B - Factos não provados
A decisão recorrida não deu como provados os seguintes factos:
a) A Arguida confiava que ao ter contratado para o exercício das funções de Gestor de Segurança BB…, devidamente certificado pela ANAC, que as passou a exercer efetivamente, todas as normas e procedimentos legais de segurança estavam a ser cumpridos.
b) Em novembro de 2017, porque as instalações do Prior Velho ainda não se encontravam aprovadas pela ANAC, encontrando-se em curso os procedimentos necessários a tal certificação, a Administração da Arguida deu ordens expressas, claras e diretas para que, naquele local, o processamento e transporte de provisões de bordo não fosse efetuado ao abrigo do estatuto FRPB, proibindo a adoção de controlos de segurança e a selagem das viaturas, e obrigando o acesso das mesmas ao AHD desseladas, submetendo-se toda a mercadoria a rastreio.
c) E mais determinou a retirada de quaisquer selos daquelas instalações.
d) Tais ordens foram transmitidas, ao Gestor de Segurança BB… e desde novembro de 2017 (data de início das suas funções) também ao Diretor de Operações CC….
e) Pelo menos o Diretor DD… transmitiu a ordem da Administração de proibição de selagem das viaturas no armazém do Prior Velho.
f) Tendo transmitido tal ordem a todos os supervisores e coordenadores que exerciam funções nas instalações do Prior Velho.

* **EXCERTOS DA LISTAGEM**:

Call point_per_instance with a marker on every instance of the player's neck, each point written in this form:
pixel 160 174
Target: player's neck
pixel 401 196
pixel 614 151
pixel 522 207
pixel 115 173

* **TAREFAS**:
- a) Reproduza, do texto sobre os factos não provados, o trecho que vai de "c) E mais determinou" até "de Operações CC….", incluindo este último.
- b) Dê seguimento ao texto sobre os factos não provados, começando logo após a última frase apresentada.

* **RESPOSTAS ESPERADAS**:
- a)
c) E mais determinou a retirada de quaisquer selos daquelas instalações.
d) Tais ordens foram transmitidas, ao Gestor de Segurança BB… e desde novembro de 2017 (data de início das suas funções) também ao Diretor de Operações CC….

- b)
g) E, confiava a Administração da Iberlim, que tais ordens também tinham sido transmitidas pelo Gestor de Segurança BB… aos funcionários que operavam.
h) Todos os funcionários da IBERLIM que exercem funções nas instalações sitas no Prior Velho receberam estas ordens.
i) Quando a Administração da Iberlim nomeou BB… como Gestor de Segurança e o instruiu para assegurar que nas instalações do Prior Velho as provisões de bordo não eram processadas ao abrigo do Estatuto de FRPB (e, como tal, não eram são colocados em veículos e/ou contentores aos quais fossem aplicados selos invioláveis devendo, ao invés, tais viaturas efetuar o acesso ao AHD desseladas, sendo toda a mercadoria sujeita a rastreio), confiava que, face à experiência e conhecimentos que tal funcionário era titular, tal mandato, ordens e instruções seriam pontualmente cumpridos.
j) A Administração apenas tomou conhecimento dos factos praticados e descritos na notificação efetuada pela ANAC nos termos e para os efeitos do artigo 23.º do Decreto-Lei 10/2004 aquando da receção dessa notificação em fevereiro de 2018.
k) Descrição e imputação essa que surpreendeu a Iberlim.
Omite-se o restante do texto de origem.